Image point annotation entries -
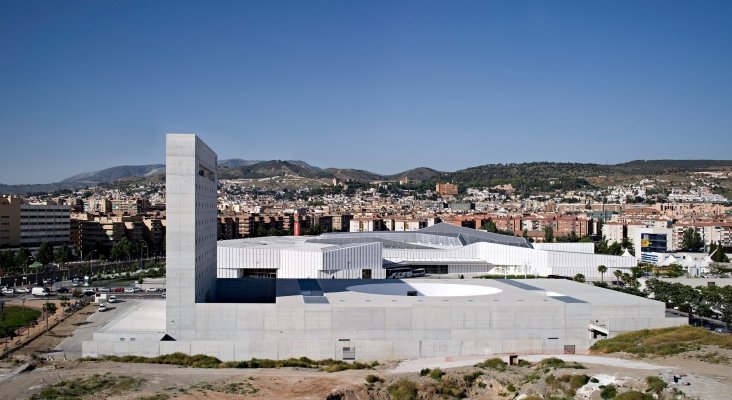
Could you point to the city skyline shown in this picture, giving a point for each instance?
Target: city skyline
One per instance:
(383, 87)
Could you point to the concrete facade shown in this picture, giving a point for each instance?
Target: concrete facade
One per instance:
(355, 319)
(538, 316)
(191, 231)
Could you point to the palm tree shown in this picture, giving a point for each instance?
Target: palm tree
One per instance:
(618, 273)
(602, 269)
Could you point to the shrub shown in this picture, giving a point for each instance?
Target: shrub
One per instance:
(373, 378)
(577, 381)
(655, 384)
(665, 341)
(472, 377)
(633, 395)
(403, 390)
(436, 374)
(493, 363)
(557, 363)
(608, 392)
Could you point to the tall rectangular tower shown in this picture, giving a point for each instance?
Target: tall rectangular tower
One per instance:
(190, 181)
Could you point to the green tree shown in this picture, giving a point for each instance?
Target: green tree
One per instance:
(717, 253)
(7, 262)
(602, 269)
(548, 234)
(45, 253)
(691, 241)
(618, 274)
(121, 249)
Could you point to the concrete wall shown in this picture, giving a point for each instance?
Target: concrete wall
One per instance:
(191, 230)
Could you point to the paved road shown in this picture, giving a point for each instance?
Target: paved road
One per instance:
(455, 362)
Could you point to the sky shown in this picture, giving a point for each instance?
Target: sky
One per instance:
(378, 85)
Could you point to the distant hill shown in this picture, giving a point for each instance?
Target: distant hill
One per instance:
(417, 174)
(267, 169)
(346, 174)
(529, 176)
(655, 166)
(236, 162)
(115, 173)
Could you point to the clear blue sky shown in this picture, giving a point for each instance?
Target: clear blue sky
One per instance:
(383, 86)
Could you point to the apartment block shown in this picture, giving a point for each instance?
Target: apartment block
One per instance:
(29, 225)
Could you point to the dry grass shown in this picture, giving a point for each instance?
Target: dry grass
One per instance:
(666, 341)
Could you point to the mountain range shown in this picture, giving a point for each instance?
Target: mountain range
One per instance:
(572, 174)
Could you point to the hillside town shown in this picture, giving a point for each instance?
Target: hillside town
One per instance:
(646, 218)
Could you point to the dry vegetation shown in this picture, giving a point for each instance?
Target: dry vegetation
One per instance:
(662, 342)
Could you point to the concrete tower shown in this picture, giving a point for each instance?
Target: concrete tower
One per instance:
(191, 231)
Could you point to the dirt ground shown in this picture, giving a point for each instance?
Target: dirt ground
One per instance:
(708, 380)
(708, 371)
(47, 341)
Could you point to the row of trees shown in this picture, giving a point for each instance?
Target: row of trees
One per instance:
(17, 262)
(705, 301)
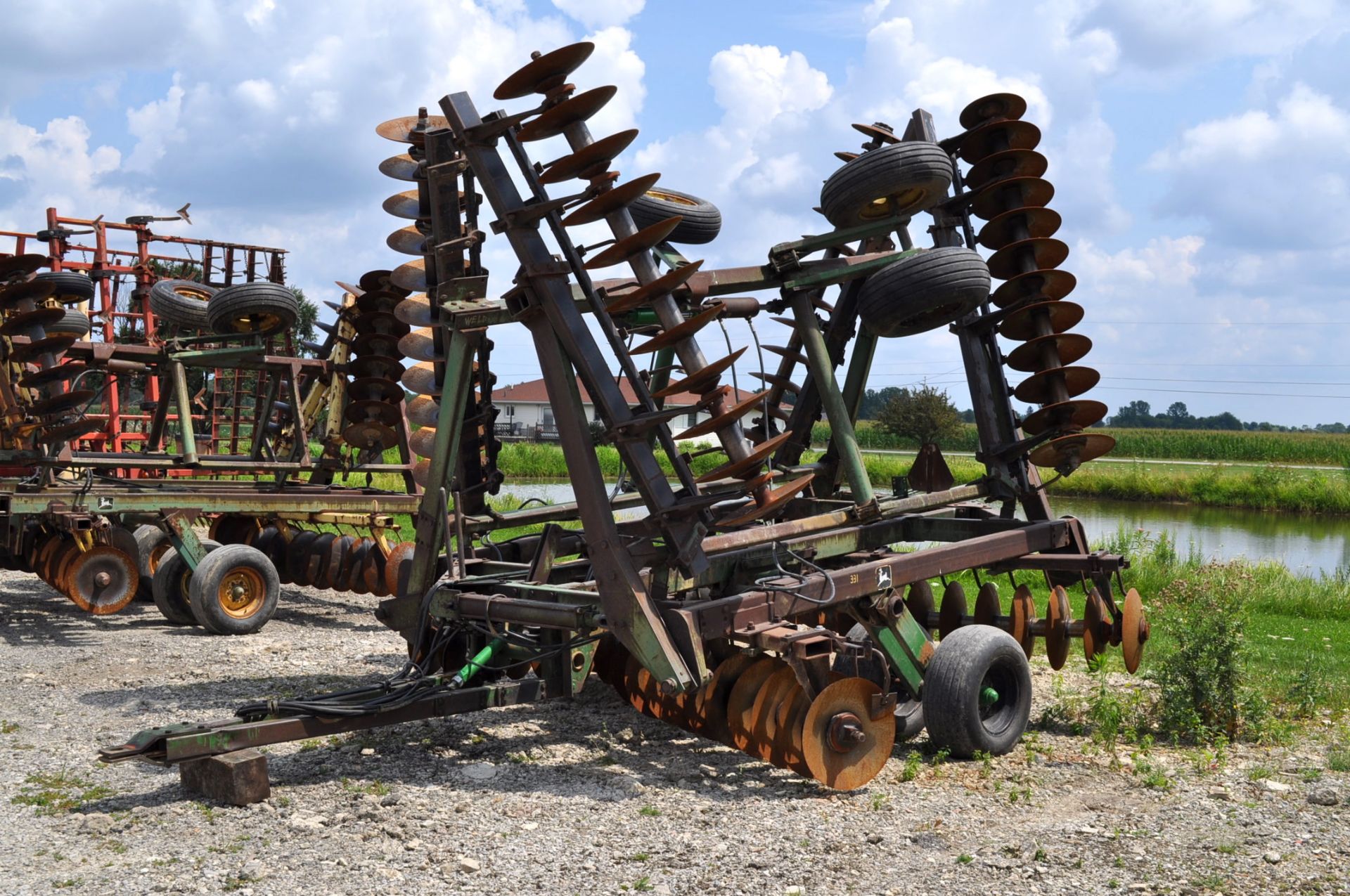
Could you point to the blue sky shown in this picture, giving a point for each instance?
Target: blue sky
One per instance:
(1200, 150)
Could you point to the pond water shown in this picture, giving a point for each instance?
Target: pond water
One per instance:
(1306, 544)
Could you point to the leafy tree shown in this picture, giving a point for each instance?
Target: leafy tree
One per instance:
(924, 415)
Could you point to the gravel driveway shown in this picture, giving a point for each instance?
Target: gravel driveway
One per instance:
(585, 796)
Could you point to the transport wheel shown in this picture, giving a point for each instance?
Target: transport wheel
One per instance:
(924, 292)
(702, 220)
(68, 287)
(898, 180)
(181, 304)
(170, 586)
(253, 308)
(76, 323)
(152, 544)
(234, 590)
(909, 713)
(978, 693)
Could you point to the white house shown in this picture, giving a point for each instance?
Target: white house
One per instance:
(525, 409)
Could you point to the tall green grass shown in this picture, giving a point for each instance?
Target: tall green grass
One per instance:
(1157, 444)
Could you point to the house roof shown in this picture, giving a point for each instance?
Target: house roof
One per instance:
(535, 391)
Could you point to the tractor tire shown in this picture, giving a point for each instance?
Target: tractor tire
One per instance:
(253, 308)
(702, 220)
(69, 287)
(909, 713)
(959, 715)
(924, 292)
(181, 304)
(76, 323)
(901, 178)
(236, 590)
(170, 586)
(152, 544)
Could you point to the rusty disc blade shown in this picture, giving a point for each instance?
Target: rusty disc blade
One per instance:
(589, 161)
(1058, 617)
(422, 379)
(1020, 224)
(728, 417)
(843, 745)
(1036, 389)
(987, 606)
(663, 285)
(953, 609)
(371, 435)
(610, 200)
(23, 321)
(1078, 413)
(375, 389)
(15, 293)
(546, 72)
(1041, 253)
(778, 498)
(406, 204)
(1097, 625)
(636, 245)
(423, 410)
(61, 372)
(713, 698)
(993, 108)
(371, 410)
(23, 353)
(1069, 347)
(63, 403)
(411, 277)
(1024, 614)
(920, 604)
(400, 557)
(382, 366)
(411, 129)
(408, 240)
(1134, 630)
(704, 381)
(996, 136)
(739, 469)
(740, 702)
(1012, 193)
(764, 714)
(1074, 450)
(1040, 319)
(401, 168)
(420, 344)
(1005, 165)
(557, 119)
(20, 265)
(679, 331)
(380, 281)
(423, 443)
(415, 311)
(101, 580)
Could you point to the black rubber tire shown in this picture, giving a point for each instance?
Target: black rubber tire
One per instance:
(702, 220)
(69, 287)
(915, 174)
(234, 559)
(924, 292)
(253, 308)
(909, 713)
(149, 540)
(181, 304)
(170, 586)
(76, 323)
(964, 663)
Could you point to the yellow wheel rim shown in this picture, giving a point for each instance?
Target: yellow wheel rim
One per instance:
(242, 592)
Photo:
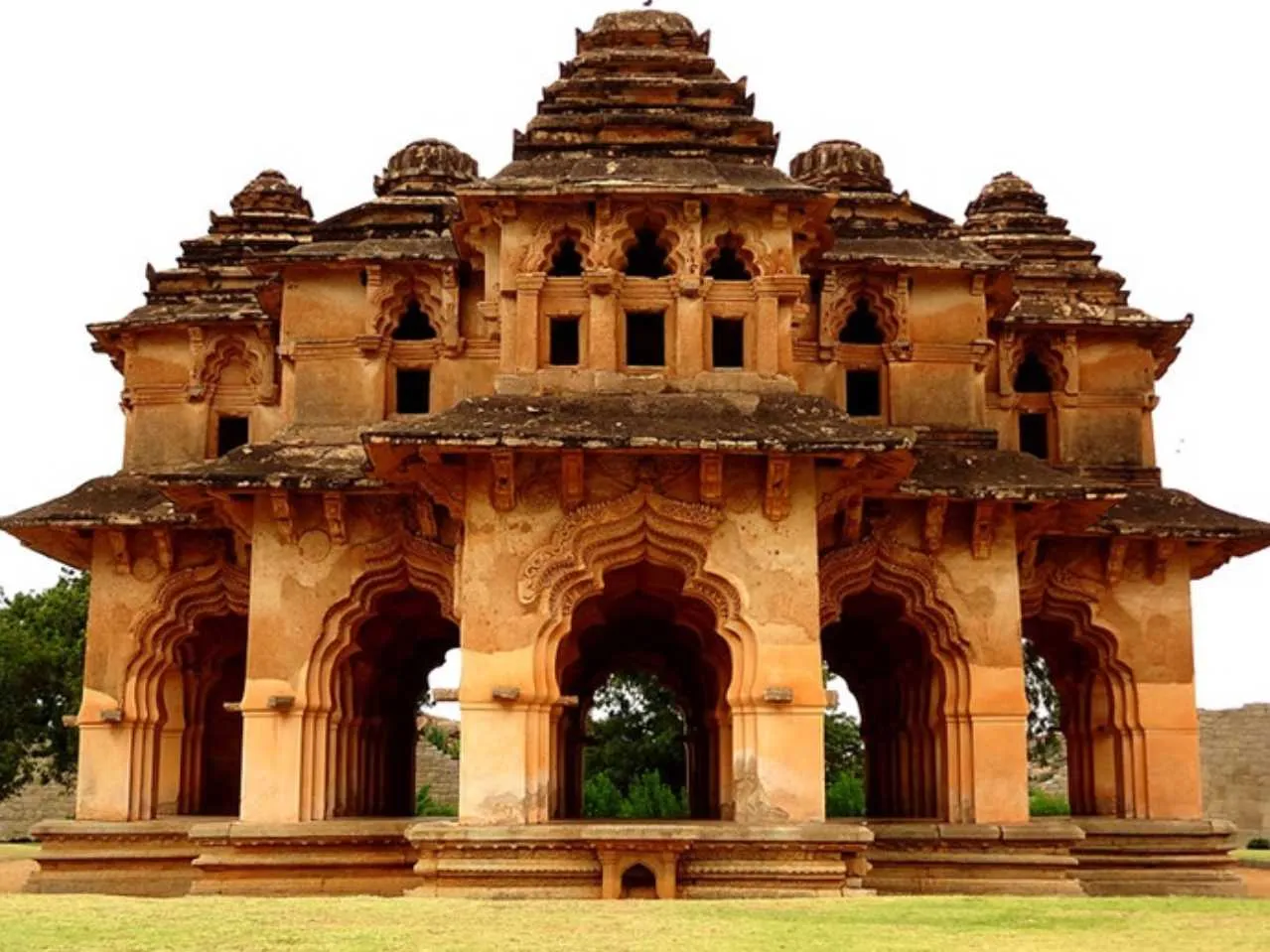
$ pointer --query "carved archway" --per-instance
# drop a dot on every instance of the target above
(151, 691)
(919, 764)
(1097, 692)
(400, 563)
(641, 526)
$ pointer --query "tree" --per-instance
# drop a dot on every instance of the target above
(635, 728)
(41, 679)
(1043, 715)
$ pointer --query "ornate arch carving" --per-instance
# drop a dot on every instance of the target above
(545, 244)
(641, 526)
(391, 291)
(614, 241)
(394, 564)
(211, 362)
(1053, 353)
(841, 296)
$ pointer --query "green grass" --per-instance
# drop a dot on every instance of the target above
(355, 924)
(1254, 857)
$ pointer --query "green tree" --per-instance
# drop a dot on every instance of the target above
(1043, 714)
(41, 679)
(635, 728)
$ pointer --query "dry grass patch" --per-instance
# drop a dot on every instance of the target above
(355, 924)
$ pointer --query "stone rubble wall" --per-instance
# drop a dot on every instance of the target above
(1234, 756)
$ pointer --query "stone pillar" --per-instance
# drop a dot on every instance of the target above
(528, 288)
(602, 323)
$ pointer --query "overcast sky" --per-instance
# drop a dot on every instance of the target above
(1143, 123)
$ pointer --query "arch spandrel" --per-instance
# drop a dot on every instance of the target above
(640, 526)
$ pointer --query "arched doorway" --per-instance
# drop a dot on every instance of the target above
(642, 623)
(1096, 715)
(898, 682)
(377, 683)
(200, 764)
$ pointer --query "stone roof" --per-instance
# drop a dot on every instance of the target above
(282, 465)
(741, 423)
(997, 474)
(121, 500)
(1058, 277)
(212, 281)
(410, 217)
(642, 104)
(872, 223)
(1169, 511)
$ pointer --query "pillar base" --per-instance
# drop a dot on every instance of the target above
(1157, 859)
(1027, 860)
(137, 859)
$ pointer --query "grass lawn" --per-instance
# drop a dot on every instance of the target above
(18, 851)
(353, 924)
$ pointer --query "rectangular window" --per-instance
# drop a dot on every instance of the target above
(231, 433)
(565, 344)
(1034, 434)
(645, 340)
(727, 342)
(864, 392)
(413, 391)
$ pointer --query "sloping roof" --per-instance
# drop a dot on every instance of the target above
(790, 423)
(123, 500)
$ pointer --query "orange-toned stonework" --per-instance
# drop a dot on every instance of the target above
(640, 400)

What you should do -
All the records above need to be given again word for word. Skip the pictures.

Reply to the task -
Could you point to the city skyline shown in this picture, giving a point for each instance?
Target: city skyline
One per instance:
(383, 87)
Could you point to the concrete facade shown in this picture, giving a point for each instance?
Target: concrete facade
One per instance:
(355, 319)
(538, 316)
(191, 231)
Could you point to the palm tree shown in this picture, giving a point for each instance?
Target: palm tree
One per instance:
(618, 273)
(602, 269)
Could you point to the shrub shown in this picture, giving a point for each instance?
Target: shrub
One per instance:
(373, 378)
(577, 381)
(655, 384)
(665, 341)
(472, 377)
(633, 395)
(403, 390)
(436, 374)
(493, 363)
(557, 363)
(608, 392)
Could you point to the tall rectangular tower shown in this picture, giving a point for each instance?
Target: tall rectangular tower
One per instance:
(190, 181)
Could you point to the green tree shown in this picture, giving a point for each instance?
Target: green tree
One per instance:
(717, 253)
(7, 262)
(602, 269)
(548, 234)
(45, 253)
(691, 241)
(618, 274)
(121, 249)
Could you point to the concrete wall shown in this picture, giving a point for each instance?
Target: concrete wall
One per instance:
(191, 230)
Could you point to the paved road shown in this picture, giving a point for each instance?
Target: paved road
One per instance:
(455, 362)
Could you point to the sky shown in this picture, giving a point for each instance?
Target: sky
One per instance:
(378, 85)
Could you point to the distant hill shown in this picture, giving a point for each instance?
Target: distant hill
One per instance:
(417, 174)
(267, 169)
(346, 174)
(529, 176)
(655, 166)
(236, 162)
(115, 173)
Could you point to the clear blue sky shown in this picture, giving a point for each instance?
Target: clear blue sky
One per instance:
(383, 86)
Could you point to the apartment block shown in this picture, giving a point for each instance?
Target: apartment block
One per instance:
(29, 225)
Could you point to the dry grass shown in this picture, giving a point for each instance?
Target: dry grass
One per instance:
(666, 341)
Could you point to the mountain range shown in this picture, giving a point for each instance?
Target: mountain range
One per instance:
(572, 174)
Could you point to the hillside town shown in this picture, giving a point for each instance?
Target: hillside town
One per instance:
(646, 218)
Could you point to the dry vegetation shown in this picture, giving a point for each instance?
Target: dry vegetation
One per instance:
(662, 342)
Could you point to the concrete tower shown in this picture, giving a point for each instance?
Target: concrete tower
One per instance:
(191, 231)
Could you point to the dirt ground shown in this picture, giving a point for each instance?
Target: dirt ground
One per instance:
(708, 380)
(708, 371)
(47, 341)
Could you point to the row of trees shown in this picture, giving a point for each instance?
Target: row of trees
One per instance:
(17, 262)
(705, 301)
Could you point to the blue sky shown in this picture, giving a point for each instance?
Target: blue sky
One per instance:
(1200, 150)
Could you point to the pond water shown in this picture, giving a point for each instance?
Target: pond water
One per instance:
(1306, 544)
Could you point to the leafy tree shown in this picture, giving a point for each instance?
Target: leafy tree
One per instance:
(924, 415)
Could you point to the gravel driveway shown in this picture, giving a point for each instance?
Target: gravel driveway
One per instance:
(585, 796)
Could you point to the transport wheel shown in this picture, giving a point for each instance?
Target: transport wheel
One per instance:
(924, 292)
(702, 220)
(68, 287)
(898, 180)
(181, 304)
(170, 586)
(253, 308)
(76, 323)
(152, 544)
(234, 590)
(909, 713)
(978, 693)
Could you point to the white house shown in this picture, giving a point for each instance?
Target: white house
One per instance:
(525, 409)
Could you point to the tall green grass shown in this picture, giving a point for each instance?
Target: tall green grass
One per instance:
(1157, 444)
Could you point to the house roof shown in this picture, giving a point for each instance?
Target: house roof
One per instance:
(535, 391)
Could you point to the tractor tire shown in this picture, giving a point for each instance?
Target: tractor tire
One per instance:
(253, 308)
(702, 220)
(69, 287)
(909, 713)
(959, 715)
(924, 292)
(181, 304)
(76, 323)
(901, 178)
(236, 590)
(170, 586)
(152, 544)
Could you point to the rusty disc blade shown in this picture, giving a point for each instance?
Target: rusty disc blade
One per instance:
(589, 161)
(1058, 617)
(422, 379)
(1020, 224)
(728, 417)
(843, 745)
(1036, 389)
(987, 606)
(663, 285)
(953, 609)
(371, 435)
(610, 200)
(23, 321)
(1078, 413)
(375, 389)
(15, 293)
(546, 72)
(1041, 253)
(778, 498)
(406, 204)
(1097, 625)
(636, 245)
(423, 410)
(61, 372)
(713, 698)
(993, 108)
(371, 410)
(23, 353)
(1069, 347)
(63, 403)
(411, 277)
(1024, 614)
(920, 604)
(400, 557)
(382, 366)
(411, 129)
(408, 240)
(1134, 630)
(704, 381)
(996, 136)
(739, 469)
(740, 702)
(1012, 193)
(764, 714)
(1074, 450)
(1040, 319)
(401, 168)
(420, 344)
(1005, 165)
(557, 119)
(20, 265)
(679, 331)
(380, 281)
(423, 443)
(415, 311)
(101, 580)
Could you point to the black rubber tire shown in this picture, giving a point for each instance?
Target: black rubber tire
One per instance:
(702, 220)
(69, 287)
(915, 174)
(234, 559)
(924, 292)
(253, 308)
(909, 713)
(149, 540)
(181, 304)
(170, 586)
(76, 323)
(964, 663)
Could you point to the yellow wheel rim shown in this picture, giving a point for each instance?
Target: yellow wheel rim
One per instance:
(242, 592)
Photo:
$ pointer --query "carved archway" --per-instance
# drop a dot on every instance of the target above
(151, 691)
(919, 764)
(1097, 692)
(400, 563)
(641, 526)
$ pointer --query "tree" --per-instance
# drop a dot on every instance of the target above
(635, 728)
(41, 679)
(1043, 715)
$ pointer --query "ornate arch carving" --per-instance
# drop a dot on every instance of the target above
(545, 244)
(641, 526)
(391, 291)
(614, 241)
(394, 564)
(211, 362)
(1053, 353)
(841, 296)
$ pointer --query "green grass" --per-instance
# drop a dot on every instance of the target above
(355, 924)
(1254, 857)
$ pointer --query "green tree" --per-instance
# drop a dot on every instance of the target above
(1043, 714)
(41, 679)
(635, 728)
$ pointer --query "dry grass patch" --per-instance
# drop a dot on every instance of the target above
(355, 924)
$ pointer --query "stone rubble wall" --per-instance
# drop a dot on every instance of the target above
(1234, 756)
$ pointer --query "stone pillar" --per-instance
# drop a dot on every instance of the target above
(528, 288)
(602, 323)
$ pointer --query "overcast sky" --per-instance
# drop a dot on every instance of the target above
(1143, 123)
$ pointer --query "arch spandrel" --per-instance
# drop a dot on every instance of the target above
(640, 526)
$ pointer --query "arched doorway" --per-instance
# drop a dot on every instance of the target above
(642, 623)
(1096, 715)
(898, 682)
(377, 683)
(200, 764)
$ pointer --query "stone roof" --per-instance
# drop a dot on every instance of the target above
(282, 465)
(741, 423)
(997, 474)
(121, 500)
(1058, 277)
(212, 281)
(410, 217)
(642, 104)
(872, 223)
(1169, 511)
$ pointer --query "pillar base" --per-instance
# drop a dot on every instance of the target above
(1157, 859)
(1027, 860)
(137, 859)
$ pointer --query "grass lawn" --per-instance
# drop a dot on every instance of the target above
(18, 851)
(353, 924)
$ pointer --query "rectangular window" --per-instance
# drop a dot on every instance of the target above
(231, 433)
(565, 344)
(1034, 434)
(645, 340)
(727, 342)
(864, 392)
(413, 391)
$ pointer --query "sloping roof" --per-instance
# drop a dot on every instance of the target above
(790, 423)
(123, 500)
$ pointer --query "orange-toned stonework" --per-instance
# drop a dot on every instance of the target above
(640, 400)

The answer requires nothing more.